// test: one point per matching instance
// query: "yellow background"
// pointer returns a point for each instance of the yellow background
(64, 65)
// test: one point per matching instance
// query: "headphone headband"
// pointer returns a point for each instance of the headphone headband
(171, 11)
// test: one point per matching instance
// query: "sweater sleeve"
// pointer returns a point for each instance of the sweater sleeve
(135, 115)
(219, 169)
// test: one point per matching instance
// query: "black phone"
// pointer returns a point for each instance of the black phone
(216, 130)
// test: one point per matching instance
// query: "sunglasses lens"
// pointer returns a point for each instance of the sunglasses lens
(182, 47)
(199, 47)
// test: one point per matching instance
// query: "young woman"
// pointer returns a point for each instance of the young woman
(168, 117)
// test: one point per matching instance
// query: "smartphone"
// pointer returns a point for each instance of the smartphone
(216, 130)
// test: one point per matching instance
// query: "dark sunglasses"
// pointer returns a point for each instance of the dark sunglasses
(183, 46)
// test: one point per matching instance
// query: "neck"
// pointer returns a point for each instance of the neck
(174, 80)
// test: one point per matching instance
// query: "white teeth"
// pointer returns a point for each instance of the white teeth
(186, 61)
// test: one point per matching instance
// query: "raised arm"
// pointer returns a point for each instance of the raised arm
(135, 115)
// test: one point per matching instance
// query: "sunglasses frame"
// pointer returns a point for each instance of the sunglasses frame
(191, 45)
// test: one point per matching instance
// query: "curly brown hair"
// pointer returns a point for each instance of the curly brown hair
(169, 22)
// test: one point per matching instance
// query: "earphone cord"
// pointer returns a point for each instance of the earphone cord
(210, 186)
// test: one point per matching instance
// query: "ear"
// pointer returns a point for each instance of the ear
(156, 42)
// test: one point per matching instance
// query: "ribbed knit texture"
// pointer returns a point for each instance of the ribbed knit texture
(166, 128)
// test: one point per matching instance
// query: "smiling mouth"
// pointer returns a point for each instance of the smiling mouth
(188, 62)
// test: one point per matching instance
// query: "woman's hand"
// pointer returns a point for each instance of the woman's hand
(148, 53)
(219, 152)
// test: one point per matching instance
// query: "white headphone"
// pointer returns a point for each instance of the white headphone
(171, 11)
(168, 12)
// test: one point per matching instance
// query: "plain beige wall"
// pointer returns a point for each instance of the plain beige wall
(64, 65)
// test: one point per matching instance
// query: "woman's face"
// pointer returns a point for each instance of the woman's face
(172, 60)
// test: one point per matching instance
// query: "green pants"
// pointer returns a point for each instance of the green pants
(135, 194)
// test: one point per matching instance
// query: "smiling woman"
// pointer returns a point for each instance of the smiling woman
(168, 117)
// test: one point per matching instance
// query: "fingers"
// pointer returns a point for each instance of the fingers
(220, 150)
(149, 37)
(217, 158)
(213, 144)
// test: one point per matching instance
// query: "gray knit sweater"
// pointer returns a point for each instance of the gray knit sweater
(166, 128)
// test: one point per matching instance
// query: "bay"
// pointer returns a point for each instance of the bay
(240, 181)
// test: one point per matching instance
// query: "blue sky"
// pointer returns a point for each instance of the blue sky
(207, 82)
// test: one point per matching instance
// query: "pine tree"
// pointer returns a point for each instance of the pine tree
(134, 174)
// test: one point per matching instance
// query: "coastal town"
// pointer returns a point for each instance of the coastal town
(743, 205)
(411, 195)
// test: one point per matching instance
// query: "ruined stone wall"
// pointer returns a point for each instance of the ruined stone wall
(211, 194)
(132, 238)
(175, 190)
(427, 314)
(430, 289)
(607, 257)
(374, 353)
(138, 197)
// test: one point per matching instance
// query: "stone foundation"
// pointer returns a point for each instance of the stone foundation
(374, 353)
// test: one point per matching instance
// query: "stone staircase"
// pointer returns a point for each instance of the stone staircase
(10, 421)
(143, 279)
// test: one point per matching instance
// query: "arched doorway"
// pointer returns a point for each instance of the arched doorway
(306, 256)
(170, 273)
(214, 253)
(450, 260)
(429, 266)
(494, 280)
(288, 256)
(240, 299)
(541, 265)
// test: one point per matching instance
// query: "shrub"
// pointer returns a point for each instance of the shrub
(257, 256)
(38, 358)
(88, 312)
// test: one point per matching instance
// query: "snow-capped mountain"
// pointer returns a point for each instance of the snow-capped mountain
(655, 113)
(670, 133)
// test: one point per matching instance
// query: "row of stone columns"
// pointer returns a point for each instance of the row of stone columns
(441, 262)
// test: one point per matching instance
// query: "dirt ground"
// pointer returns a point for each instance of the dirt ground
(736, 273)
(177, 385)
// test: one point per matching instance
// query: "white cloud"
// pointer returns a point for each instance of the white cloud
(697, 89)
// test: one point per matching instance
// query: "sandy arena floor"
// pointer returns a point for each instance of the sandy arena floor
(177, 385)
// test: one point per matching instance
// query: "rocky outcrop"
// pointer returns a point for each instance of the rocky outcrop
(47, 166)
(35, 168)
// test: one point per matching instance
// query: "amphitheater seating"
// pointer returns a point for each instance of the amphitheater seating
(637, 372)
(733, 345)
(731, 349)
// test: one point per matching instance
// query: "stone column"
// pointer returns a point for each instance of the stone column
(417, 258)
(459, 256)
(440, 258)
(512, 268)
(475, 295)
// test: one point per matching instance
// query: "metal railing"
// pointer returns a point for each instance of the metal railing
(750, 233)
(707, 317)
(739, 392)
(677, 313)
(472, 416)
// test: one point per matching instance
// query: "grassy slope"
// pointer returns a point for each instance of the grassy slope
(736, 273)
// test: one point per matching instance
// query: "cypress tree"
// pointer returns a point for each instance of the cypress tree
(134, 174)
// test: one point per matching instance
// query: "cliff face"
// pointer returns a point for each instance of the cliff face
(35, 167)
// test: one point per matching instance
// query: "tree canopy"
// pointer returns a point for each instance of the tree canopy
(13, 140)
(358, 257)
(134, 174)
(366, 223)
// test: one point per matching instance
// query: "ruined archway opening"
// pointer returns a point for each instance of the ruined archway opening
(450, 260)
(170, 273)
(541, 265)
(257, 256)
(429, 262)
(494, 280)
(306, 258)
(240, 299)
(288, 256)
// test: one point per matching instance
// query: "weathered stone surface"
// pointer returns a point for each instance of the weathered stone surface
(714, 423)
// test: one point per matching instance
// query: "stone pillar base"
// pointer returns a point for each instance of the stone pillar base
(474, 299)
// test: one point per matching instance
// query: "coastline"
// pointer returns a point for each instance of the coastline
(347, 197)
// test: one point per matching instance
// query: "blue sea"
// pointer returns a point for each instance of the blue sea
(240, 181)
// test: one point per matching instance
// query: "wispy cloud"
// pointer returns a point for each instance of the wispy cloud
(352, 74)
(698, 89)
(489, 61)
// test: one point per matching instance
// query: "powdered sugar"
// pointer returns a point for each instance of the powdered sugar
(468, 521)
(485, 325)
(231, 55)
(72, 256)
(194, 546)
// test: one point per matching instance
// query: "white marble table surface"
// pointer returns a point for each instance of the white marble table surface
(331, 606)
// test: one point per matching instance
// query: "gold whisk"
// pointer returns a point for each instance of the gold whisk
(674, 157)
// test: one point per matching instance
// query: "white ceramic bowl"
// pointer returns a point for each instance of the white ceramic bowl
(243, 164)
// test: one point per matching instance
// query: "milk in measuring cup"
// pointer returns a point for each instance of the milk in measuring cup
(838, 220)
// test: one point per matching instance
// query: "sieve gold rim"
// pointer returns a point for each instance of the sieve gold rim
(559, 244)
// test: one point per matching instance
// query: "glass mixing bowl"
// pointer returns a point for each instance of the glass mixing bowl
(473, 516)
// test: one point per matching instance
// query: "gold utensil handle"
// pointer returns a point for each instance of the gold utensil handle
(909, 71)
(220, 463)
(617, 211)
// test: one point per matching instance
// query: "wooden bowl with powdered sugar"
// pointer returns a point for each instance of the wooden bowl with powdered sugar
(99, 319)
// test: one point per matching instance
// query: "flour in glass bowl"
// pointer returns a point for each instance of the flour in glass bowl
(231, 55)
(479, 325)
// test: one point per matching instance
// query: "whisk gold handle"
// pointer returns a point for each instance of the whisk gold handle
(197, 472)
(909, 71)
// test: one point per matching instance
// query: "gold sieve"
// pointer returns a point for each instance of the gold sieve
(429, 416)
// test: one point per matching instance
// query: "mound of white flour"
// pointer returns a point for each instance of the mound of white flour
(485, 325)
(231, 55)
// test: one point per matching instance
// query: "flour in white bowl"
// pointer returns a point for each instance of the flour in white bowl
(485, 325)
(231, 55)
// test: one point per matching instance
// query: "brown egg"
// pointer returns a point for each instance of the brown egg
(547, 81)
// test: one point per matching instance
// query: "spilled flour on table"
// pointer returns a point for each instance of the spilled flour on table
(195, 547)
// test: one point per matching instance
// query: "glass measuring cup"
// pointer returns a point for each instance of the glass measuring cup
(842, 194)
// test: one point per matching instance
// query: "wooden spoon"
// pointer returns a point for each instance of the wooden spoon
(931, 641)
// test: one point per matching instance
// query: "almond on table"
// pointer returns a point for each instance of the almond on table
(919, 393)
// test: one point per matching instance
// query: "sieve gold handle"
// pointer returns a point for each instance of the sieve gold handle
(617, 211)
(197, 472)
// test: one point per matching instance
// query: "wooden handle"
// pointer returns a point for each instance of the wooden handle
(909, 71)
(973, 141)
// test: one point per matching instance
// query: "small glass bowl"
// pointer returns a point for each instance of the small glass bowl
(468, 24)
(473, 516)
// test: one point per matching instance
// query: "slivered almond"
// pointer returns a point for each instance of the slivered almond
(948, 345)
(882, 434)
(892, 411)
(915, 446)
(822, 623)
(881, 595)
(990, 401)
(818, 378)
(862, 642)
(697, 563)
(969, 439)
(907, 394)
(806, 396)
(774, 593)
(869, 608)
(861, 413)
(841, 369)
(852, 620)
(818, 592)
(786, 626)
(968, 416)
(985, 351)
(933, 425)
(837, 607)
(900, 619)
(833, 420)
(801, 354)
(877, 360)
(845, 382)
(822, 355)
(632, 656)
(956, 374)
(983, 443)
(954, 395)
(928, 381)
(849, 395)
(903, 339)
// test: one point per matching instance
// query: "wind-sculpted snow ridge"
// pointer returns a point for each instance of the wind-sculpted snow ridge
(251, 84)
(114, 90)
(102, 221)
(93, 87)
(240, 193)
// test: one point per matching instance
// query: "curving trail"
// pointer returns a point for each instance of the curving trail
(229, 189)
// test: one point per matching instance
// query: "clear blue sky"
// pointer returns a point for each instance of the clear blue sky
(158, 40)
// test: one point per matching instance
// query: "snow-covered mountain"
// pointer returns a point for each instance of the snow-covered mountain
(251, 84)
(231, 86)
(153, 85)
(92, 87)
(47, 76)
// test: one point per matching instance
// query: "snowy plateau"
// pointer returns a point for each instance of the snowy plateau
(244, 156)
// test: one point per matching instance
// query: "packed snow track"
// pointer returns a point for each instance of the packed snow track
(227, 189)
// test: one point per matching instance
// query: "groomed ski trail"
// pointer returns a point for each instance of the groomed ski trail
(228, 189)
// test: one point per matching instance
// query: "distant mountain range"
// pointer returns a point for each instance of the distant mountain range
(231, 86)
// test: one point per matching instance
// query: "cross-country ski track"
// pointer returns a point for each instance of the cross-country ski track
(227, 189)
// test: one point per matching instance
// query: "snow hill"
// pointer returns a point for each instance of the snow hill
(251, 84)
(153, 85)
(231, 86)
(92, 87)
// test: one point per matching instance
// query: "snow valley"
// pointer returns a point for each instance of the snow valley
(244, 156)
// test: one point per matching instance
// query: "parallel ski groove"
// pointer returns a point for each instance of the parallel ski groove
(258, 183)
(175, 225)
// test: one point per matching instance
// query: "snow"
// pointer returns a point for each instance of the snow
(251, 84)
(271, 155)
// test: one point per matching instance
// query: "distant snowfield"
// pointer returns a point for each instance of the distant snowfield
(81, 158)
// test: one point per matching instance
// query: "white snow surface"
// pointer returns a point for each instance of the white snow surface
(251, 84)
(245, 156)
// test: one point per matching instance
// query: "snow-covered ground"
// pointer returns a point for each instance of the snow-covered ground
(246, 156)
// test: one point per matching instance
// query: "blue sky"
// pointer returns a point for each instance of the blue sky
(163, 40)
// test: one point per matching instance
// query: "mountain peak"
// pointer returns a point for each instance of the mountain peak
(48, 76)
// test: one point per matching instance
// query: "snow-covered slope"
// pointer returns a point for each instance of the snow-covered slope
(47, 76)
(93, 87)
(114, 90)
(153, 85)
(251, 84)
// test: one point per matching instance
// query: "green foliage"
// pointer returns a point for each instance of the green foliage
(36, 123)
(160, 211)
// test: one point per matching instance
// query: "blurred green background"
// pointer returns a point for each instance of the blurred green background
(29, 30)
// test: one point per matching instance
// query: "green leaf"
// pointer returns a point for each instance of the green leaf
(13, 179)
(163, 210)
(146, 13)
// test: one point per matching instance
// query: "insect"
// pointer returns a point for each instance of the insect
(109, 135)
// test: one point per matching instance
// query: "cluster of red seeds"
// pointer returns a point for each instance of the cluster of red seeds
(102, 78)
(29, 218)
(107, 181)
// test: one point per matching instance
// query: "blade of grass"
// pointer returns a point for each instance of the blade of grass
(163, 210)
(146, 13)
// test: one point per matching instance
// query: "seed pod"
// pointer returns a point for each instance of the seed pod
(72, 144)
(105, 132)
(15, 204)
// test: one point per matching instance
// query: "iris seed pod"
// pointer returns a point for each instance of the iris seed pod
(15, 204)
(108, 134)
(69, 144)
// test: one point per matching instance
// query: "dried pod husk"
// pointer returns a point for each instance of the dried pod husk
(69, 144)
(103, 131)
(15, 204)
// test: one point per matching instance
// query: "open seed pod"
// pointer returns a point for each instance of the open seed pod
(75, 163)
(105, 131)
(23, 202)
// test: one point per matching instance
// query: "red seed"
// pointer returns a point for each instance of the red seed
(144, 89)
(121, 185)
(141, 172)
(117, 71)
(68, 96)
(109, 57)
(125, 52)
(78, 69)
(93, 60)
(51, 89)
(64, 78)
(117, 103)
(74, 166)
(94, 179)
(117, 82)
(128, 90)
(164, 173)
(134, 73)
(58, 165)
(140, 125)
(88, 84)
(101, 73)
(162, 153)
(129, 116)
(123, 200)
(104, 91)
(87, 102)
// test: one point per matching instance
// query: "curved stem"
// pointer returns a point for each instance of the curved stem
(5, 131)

» **Problem requirements**:
How many lines of the material above contain the word "woman"? Reply with the number alone.

» **Complete response**:
8